D.ssa: «I don’t believe in luck![…] None of it is luck. […] Lives are in our hands. It’s a matter of live and death»

Dr.:«not everything is within our control»

La seconda accezione che To attribuisce al tempo si rintraccia principalmente nell’assetto formale e visivo di Three: To, infatti, manipola il tempo attraverso un processo di dilatazione ottenuto soprattutto con l’espediente tecnico del rallenti, di cui esemplificativa è la scena finale della sparatoria girata in piano-sequenza. Si dà, allora, la percezione di un’attesa, suggerita anche attraverso un’esaltazione della funzione spettatoriale dell’ispettore che assiste sempre agli interventi chirurgici e, perlustrandone ogni movimento, attende che il killer faccia le sue mosse.

In conclusione, prendiamo in prestito le parole di Sergio Di Lino «l’opera di Johnnie To è transeunte eppure sempre uguale a se stessa, estremamente mobile e al tempo stesso rigidamente confinata entro uno specifico perimetro, retorico, drammaturgico, tematico; vive di ossimori, ma non è contraddittoria. Ragionando per similitudini, possiamo paragonarla a una linea curva, che prende, o riprende, molteplici direzioni pur mantenendo un’inalienabile continuità nel tratto».

**COSE DA FARE**:
1. Nel testo su Johnnie To, spiega da che cosa deriva la percezione di un'attesa in Three.
2. Per favore, inserisci in una tabella Markdown con le colonne «Riga» e «Contenuto» la parte dell'elenco che si apre con la riga contenente "task: segment each instance of the white car" e si chiude con quella contenente "[[[917,629],[698,591],[702,729],[1068,726],[1068,671]]]". Numera le righe e tralascia quelle vuote.

**ELENCO FORNITO**:
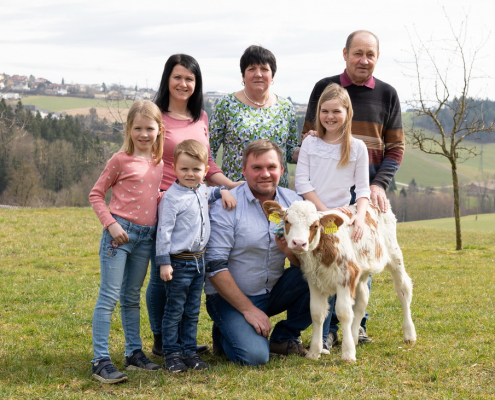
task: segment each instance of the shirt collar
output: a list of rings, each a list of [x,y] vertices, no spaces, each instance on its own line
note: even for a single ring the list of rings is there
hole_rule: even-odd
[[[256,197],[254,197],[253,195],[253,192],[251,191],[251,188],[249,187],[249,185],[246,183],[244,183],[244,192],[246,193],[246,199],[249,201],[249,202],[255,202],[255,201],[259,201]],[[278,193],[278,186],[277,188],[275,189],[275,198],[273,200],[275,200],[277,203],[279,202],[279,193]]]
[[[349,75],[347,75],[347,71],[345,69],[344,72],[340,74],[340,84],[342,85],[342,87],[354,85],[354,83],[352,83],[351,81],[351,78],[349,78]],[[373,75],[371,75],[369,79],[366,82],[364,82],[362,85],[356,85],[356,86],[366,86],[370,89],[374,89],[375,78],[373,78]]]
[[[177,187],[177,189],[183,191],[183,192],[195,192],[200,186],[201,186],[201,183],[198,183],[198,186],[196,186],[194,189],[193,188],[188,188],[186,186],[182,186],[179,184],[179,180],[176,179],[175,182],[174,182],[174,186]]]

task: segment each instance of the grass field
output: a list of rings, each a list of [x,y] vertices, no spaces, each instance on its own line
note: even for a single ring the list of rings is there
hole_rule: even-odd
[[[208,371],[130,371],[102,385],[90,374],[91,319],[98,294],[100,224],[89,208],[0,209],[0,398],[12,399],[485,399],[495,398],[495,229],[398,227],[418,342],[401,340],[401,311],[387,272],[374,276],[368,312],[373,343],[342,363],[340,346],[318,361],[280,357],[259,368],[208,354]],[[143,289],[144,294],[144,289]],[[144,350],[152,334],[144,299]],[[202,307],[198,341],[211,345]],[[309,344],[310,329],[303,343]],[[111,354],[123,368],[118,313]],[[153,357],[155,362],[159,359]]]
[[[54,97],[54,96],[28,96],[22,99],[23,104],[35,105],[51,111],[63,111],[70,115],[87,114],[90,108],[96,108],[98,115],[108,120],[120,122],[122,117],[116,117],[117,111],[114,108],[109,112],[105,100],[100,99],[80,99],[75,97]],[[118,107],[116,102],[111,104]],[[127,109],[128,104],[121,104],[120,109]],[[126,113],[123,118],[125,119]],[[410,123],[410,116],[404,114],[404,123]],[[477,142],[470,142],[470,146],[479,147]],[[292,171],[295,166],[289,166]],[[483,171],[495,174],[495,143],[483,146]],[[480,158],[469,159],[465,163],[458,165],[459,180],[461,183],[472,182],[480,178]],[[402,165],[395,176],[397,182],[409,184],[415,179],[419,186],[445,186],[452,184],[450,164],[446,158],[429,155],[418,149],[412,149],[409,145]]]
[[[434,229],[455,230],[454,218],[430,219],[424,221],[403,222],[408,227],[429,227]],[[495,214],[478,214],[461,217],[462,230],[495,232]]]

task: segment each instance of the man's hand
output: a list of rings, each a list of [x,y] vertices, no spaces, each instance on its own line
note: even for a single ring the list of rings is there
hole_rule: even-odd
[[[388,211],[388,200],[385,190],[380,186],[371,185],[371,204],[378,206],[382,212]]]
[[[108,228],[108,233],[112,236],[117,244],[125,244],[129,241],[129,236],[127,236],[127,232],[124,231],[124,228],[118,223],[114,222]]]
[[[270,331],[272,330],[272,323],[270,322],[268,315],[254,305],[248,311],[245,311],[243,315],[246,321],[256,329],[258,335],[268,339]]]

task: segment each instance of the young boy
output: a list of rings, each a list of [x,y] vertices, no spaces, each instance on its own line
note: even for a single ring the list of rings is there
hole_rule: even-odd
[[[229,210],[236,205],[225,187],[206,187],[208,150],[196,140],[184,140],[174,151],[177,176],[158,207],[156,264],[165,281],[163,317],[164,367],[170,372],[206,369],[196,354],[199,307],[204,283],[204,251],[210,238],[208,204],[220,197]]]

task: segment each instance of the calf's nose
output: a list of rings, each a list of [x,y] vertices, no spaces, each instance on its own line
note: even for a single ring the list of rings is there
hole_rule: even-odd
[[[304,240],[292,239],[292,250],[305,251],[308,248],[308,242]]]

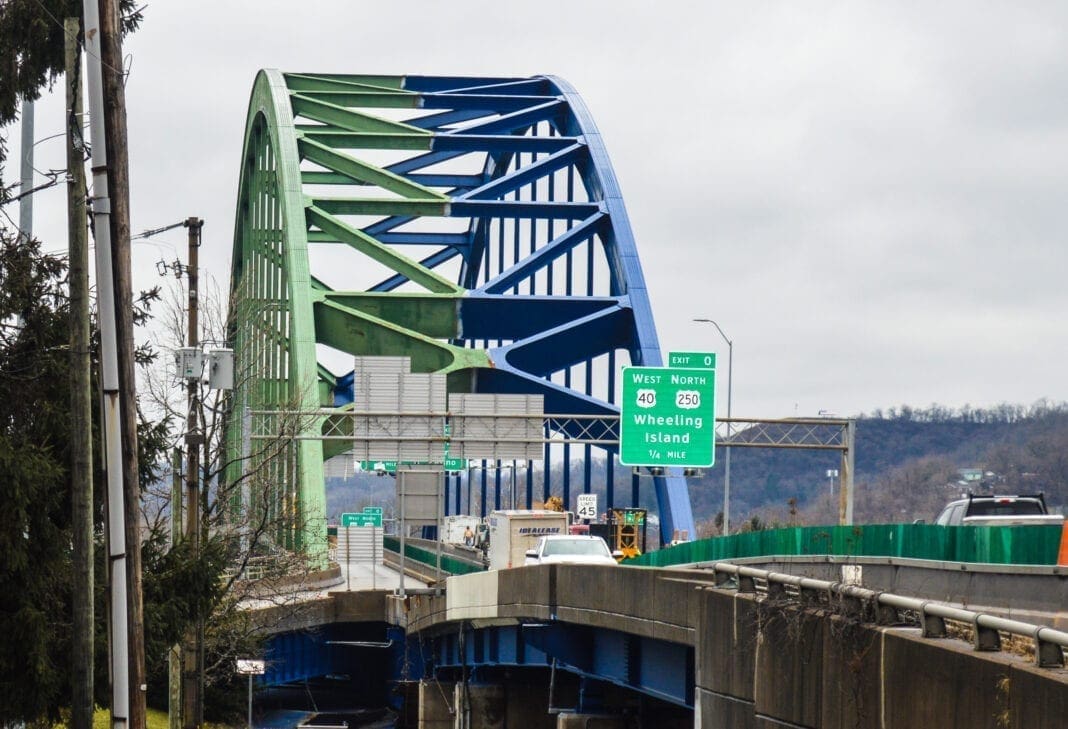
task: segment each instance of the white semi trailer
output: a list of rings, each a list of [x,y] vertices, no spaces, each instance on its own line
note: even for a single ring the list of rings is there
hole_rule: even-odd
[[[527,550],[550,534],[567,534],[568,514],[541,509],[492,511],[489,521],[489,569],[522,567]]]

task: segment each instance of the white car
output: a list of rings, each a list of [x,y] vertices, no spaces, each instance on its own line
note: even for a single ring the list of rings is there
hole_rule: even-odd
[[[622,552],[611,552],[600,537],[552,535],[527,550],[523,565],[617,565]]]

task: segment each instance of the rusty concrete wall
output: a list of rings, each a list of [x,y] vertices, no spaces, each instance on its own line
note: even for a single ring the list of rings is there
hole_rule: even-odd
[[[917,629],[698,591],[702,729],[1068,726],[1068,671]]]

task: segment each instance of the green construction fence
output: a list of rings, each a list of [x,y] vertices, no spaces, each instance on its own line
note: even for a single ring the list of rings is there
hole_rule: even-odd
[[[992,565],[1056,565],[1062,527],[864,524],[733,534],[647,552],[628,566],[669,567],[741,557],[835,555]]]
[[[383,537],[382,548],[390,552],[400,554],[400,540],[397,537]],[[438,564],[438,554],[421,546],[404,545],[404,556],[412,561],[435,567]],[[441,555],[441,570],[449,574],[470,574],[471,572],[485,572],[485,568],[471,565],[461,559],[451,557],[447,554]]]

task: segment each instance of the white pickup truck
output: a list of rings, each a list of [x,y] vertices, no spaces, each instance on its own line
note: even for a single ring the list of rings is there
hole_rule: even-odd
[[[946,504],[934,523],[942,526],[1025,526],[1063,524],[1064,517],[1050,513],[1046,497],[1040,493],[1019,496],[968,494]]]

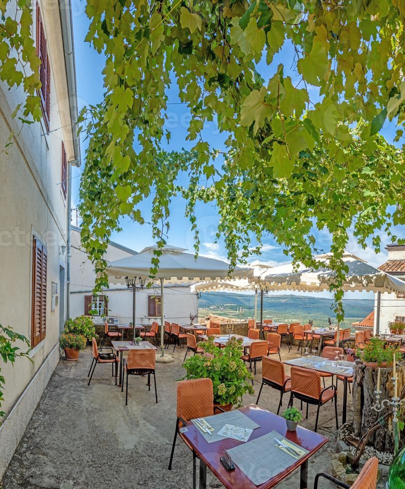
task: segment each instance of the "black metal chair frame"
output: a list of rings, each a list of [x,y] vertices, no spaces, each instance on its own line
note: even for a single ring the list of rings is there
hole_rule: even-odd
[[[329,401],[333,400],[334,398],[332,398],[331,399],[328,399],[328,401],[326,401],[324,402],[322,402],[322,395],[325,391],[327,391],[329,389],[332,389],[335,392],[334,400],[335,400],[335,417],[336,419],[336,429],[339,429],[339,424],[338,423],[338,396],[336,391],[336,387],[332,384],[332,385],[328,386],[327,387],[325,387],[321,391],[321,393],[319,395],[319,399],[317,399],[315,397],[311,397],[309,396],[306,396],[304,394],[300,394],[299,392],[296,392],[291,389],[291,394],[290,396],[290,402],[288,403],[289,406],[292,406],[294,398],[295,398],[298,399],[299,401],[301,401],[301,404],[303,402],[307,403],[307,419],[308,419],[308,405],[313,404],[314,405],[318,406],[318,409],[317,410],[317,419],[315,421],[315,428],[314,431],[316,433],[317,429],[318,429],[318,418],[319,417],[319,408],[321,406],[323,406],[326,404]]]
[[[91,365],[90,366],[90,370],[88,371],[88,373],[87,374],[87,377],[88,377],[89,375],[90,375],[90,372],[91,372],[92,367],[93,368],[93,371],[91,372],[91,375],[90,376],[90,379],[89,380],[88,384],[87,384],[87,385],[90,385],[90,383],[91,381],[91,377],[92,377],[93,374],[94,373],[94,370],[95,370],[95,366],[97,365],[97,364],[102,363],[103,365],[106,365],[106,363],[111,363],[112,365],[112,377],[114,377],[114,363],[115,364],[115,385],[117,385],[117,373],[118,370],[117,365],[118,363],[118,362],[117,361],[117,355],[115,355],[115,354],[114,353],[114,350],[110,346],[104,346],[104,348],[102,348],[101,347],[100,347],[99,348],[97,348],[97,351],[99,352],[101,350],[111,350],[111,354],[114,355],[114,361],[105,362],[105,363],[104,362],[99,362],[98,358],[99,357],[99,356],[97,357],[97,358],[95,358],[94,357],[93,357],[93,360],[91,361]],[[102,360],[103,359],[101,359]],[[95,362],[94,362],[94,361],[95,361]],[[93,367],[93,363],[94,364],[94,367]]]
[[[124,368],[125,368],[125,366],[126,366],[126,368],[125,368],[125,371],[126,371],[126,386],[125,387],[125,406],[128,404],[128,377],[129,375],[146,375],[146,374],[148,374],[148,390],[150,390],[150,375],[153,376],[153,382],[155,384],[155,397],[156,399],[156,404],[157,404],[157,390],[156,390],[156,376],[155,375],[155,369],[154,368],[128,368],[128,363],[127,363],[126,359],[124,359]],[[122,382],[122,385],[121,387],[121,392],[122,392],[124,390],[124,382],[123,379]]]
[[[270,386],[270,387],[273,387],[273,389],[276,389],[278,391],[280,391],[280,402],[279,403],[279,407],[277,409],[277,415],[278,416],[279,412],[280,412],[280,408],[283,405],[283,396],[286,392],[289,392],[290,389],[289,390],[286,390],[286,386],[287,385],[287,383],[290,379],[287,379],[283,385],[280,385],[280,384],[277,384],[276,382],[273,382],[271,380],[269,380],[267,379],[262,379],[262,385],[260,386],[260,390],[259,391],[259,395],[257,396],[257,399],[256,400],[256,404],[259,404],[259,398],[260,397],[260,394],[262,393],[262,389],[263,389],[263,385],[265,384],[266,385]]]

...

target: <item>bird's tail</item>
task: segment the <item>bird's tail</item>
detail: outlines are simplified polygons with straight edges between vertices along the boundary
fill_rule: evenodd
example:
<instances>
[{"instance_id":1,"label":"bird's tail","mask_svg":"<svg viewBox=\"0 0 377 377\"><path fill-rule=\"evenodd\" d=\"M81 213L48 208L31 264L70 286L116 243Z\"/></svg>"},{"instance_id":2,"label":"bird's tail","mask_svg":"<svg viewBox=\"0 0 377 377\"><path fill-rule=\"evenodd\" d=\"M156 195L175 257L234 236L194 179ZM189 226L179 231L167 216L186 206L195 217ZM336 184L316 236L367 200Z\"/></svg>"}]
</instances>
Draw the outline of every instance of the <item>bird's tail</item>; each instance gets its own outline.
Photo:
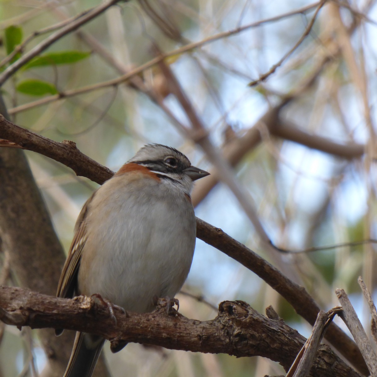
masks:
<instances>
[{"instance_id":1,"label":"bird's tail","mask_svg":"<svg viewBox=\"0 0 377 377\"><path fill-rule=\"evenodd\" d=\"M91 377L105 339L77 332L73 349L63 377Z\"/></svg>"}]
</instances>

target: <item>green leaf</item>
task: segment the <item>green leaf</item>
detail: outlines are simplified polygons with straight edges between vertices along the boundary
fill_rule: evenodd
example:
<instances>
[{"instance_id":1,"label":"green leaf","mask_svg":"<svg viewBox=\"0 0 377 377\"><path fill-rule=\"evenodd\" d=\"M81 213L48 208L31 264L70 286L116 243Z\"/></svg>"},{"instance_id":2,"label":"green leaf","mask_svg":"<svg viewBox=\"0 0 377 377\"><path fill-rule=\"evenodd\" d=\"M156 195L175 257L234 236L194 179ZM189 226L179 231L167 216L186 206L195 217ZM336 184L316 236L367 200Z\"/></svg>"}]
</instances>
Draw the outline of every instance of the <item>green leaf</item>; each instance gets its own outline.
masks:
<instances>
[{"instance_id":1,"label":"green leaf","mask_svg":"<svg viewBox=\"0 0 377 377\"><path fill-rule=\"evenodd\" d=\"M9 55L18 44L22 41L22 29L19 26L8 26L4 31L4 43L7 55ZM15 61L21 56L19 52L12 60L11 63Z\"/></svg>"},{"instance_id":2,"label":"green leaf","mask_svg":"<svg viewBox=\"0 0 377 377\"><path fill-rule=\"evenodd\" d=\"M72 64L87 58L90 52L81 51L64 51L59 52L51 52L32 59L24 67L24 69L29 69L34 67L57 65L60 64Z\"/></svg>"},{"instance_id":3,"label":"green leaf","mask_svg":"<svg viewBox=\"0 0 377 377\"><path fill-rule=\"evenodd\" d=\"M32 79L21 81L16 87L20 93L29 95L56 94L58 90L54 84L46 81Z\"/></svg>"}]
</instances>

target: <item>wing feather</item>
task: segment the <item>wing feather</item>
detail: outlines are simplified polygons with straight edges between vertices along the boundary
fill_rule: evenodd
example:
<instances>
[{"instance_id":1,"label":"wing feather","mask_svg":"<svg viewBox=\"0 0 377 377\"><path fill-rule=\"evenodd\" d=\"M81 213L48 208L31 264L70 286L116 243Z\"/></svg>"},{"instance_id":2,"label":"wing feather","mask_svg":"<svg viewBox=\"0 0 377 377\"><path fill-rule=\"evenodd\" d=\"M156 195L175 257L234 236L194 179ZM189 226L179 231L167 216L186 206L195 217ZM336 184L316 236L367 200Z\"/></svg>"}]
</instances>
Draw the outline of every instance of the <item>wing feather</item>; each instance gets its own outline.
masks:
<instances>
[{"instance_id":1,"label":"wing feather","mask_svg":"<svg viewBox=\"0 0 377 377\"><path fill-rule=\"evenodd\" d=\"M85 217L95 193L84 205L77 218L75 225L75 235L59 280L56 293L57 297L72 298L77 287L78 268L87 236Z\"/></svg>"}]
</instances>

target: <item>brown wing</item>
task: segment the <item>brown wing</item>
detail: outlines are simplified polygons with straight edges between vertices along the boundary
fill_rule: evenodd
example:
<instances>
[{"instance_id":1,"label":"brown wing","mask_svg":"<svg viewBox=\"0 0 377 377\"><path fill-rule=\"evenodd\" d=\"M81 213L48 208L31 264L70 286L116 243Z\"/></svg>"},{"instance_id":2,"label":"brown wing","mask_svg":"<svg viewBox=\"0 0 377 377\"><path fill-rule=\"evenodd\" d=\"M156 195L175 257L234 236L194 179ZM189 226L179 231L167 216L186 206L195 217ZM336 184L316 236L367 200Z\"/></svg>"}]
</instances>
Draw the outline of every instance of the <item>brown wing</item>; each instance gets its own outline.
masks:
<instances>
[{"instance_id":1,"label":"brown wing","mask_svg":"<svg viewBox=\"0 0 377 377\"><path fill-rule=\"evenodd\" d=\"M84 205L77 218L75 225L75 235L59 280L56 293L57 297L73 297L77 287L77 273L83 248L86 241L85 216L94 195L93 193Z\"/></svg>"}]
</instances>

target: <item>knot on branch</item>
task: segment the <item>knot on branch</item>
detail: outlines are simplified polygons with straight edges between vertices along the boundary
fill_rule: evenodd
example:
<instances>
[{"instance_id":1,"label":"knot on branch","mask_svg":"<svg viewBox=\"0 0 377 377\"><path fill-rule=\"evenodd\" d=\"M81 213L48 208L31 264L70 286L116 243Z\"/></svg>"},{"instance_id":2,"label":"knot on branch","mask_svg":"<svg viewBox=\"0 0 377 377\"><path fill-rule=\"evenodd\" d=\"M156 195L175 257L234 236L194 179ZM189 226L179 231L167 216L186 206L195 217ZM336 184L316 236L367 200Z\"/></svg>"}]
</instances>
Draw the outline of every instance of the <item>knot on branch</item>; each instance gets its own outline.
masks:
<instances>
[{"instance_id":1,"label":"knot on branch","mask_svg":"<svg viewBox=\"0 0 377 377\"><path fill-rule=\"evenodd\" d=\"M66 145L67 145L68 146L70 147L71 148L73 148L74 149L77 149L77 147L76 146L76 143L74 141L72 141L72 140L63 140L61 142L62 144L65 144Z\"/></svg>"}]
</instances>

**RISPOSTE CORRETTE**:
1. Deriva dalla dilatazione del tempo che To ottiene soprattutto con il rallenti, come nella scena finale della sparatoria girata in piano-sequenza. L'attesa è suggerita anche dall'esaltazione della funzione spettatoriale dell'ispettore: assiste sempre agli interventi chirurgici, ne perlustra ogni movimento e attende che il killer faccia le sue mosse.

2.
| Riga | Contenuto |
|---|---|
| 1 | task: segment each instance of the white car |
| 2 | output: a list of rings, each a list of [x,y] vertices, no spaces, each instance on its own line |
| 3 | note: even for a single ring the list of rings is there |
| 4 | hole_rule: even-odd |
| 5 | [[[622,552],[611,552],[600,537],[552,535],[527,550],[523,565],[617,565]]] |
| 6 | task: segment each instance of the rusty concrete wall |
| 7 | output: a list of rings, each a list of [x,y] vertices, no spaces, each instance on its own line |
| 8 | note: even for a single ring the list of rings is there |
| 9 | hole_rule: even-odd |
| 10 | [[[917,629],[698,591],[702,729],[1068,726],[1068,671]]] |